▶ **Excerpted text**
Dividend Aristocrats In Focus: West Pharmaceutical Services

With a sales growth rate forecast in the 6%-8% range, earnings-per-share could reasonably grow by 8%-10% a year in the long run, as margin tailwinds will likely lead to a somewhat improved bottom-line growth rate relative to its sales growth. We will therefore calculate our total return forecast using an estimated earnings-per-share growth rate of 9% annually.

Competitive Advantages & Recession Performance

West Pharmaceutical Services is not among the largest healthcare companies in the world. However, its main competitors are not companies such as Johnson & Johnson (JNJ), but rather other parts producers and contract manufacturers. Among those, West Pharmaceutical Services is the smallest by far. Peers such as Cooper Companies (COOP) or Alcon (ALC) are of a similar size.

West Pharmaceutical Services has a wide range of manufacturing facilities in different countries around the globe. This competitive advantage allows the company to supply to the markets where its products are needed directly, while saving on transportation costs. The company also holds more than 300 patents that were rewarded during the last two years alone, which is the result of its investments in R&D when it comes to the company’s proprietary products offerings.

▶ **Entries shown**
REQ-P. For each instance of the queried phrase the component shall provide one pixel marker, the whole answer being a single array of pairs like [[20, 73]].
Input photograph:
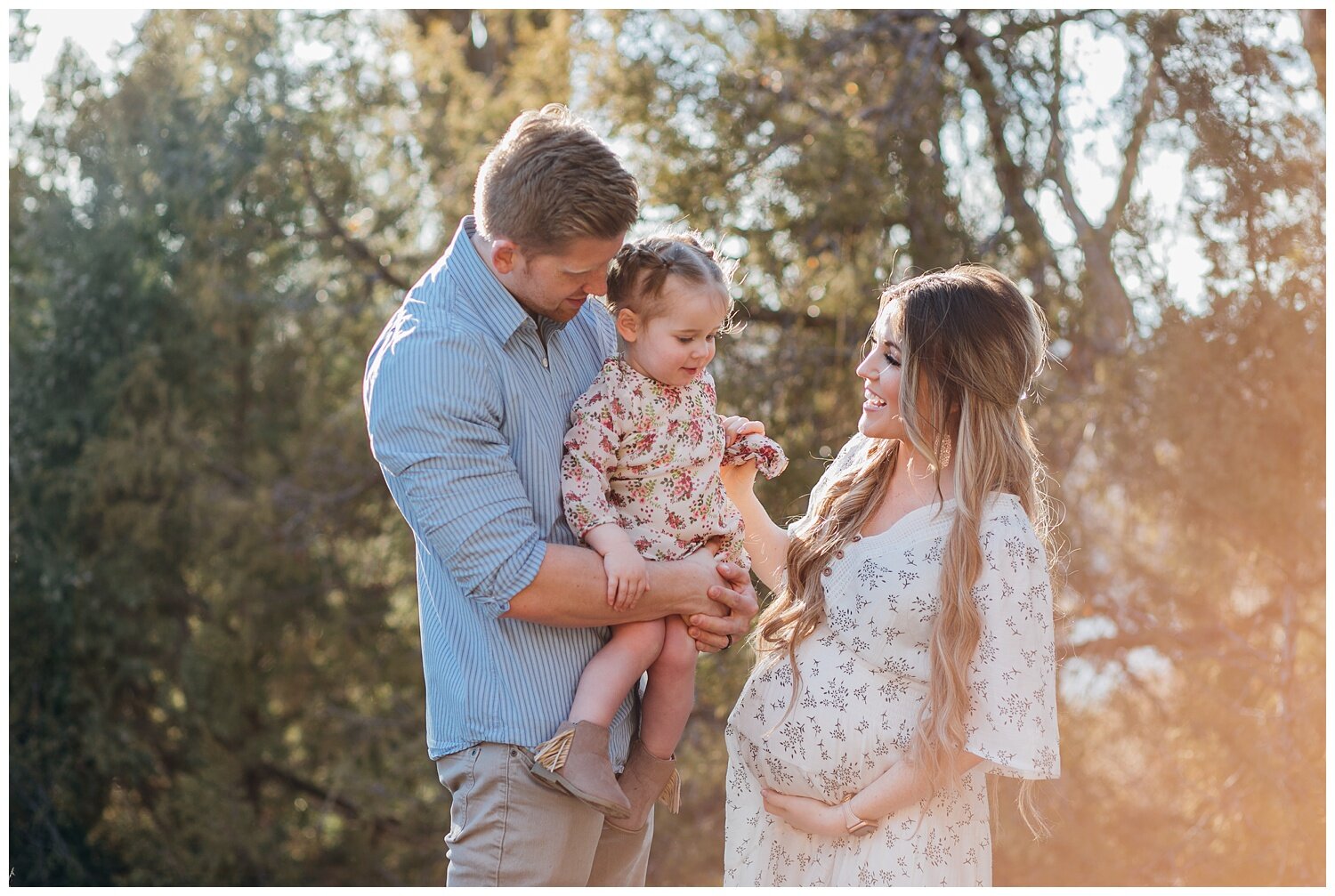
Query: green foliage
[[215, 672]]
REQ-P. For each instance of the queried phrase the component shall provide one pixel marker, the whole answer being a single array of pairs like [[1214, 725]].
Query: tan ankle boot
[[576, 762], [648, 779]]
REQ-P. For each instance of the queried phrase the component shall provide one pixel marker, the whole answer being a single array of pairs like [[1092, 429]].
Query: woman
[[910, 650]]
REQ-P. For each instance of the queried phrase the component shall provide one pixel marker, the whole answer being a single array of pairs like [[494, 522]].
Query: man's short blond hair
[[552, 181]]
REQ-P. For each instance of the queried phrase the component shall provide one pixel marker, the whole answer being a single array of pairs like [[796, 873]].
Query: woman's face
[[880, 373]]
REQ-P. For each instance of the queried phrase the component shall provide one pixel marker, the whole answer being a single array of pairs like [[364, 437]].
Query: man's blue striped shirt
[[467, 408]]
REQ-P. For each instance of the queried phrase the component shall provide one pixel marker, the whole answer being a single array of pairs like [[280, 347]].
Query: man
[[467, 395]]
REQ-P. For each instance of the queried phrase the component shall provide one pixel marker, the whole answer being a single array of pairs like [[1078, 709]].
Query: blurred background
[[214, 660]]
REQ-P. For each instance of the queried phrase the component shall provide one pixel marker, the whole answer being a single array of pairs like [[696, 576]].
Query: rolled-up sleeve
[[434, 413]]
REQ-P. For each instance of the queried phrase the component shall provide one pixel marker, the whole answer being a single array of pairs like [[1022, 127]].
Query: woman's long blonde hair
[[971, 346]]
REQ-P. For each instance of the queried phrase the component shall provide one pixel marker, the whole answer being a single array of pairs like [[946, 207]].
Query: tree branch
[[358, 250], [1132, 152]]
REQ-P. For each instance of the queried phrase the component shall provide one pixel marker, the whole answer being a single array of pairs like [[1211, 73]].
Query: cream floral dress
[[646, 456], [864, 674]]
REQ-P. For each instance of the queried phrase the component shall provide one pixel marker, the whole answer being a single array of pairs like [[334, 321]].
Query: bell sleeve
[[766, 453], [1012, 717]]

▶ **What you are asked to do**
Reproduce the West Pharmaceutical Services text in full, word for word. The data above comes from a separate source.

▶ **Answer to this task**
Dividend Aristocrats In Focus: West Pharmaceutical Services

With a sales growth rate forecast in the 6%-8% range, earnings-per-share could reasonably grow by 8%-10% a year in the long run, as margin tailwinds will likely lead to a somewhat improved bottom-line growth rate relative to its sales growth. We will therefore calculate our total return forecast using an estimated earnings-per-share growth rate of 9% annually.

Competitive Advantages & Recession Performance

West Pharmaceutical Services is not among the largest healthcare companies in the world. However, its main competitors are not companies such as Johnson & Johnson (JNJ), but rather other parts producers and contract manufacturers. Among those, West Pharmaceutical Services is the smallest by far. Peers such as Cooper Companies (COOP) or Alcon (ALC) are of a similar size.

West Pharmaceutical Services has a wide range of manufacturing facilities in different countries around the globe. This competitive advantage allows the company to supply to the markets where its products are needed directly, while saving on transportation costs. The company also holds more than 300 patents that were rewarded during the last two years alone, which is the result of its investments in R&D when it comes to the company’s proprietary products offerings.